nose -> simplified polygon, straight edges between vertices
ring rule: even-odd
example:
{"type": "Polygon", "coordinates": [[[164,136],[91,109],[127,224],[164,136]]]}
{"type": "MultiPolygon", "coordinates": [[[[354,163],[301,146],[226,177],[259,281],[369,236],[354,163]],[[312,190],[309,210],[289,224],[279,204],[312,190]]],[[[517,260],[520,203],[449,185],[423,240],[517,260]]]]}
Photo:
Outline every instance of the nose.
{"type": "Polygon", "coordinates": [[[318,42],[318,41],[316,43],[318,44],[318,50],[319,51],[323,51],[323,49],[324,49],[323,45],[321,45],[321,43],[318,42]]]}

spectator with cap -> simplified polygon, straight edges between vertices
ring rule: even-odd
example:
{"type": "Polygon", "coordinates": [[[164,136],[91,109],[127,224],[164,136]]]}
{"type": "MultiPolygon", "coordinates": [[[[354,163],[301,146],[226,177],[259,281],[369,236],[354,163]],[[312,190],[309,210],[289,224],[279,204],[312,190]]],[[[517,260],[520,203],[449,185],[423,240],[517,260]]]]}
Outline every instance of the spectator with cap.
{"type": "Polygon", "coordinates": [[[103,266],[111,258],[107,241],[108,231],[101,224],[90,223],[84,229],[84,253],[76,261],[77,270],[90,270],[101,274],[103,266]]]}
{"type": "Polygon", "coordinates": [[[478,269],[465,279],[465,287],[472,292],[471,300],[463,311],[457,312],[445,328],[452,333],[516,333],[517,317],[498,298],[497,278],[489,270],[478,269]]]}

--

● What you have to do
Work out how many lines of the listing above include "simplified". Answer with the number and nothing more.

● Written reply
2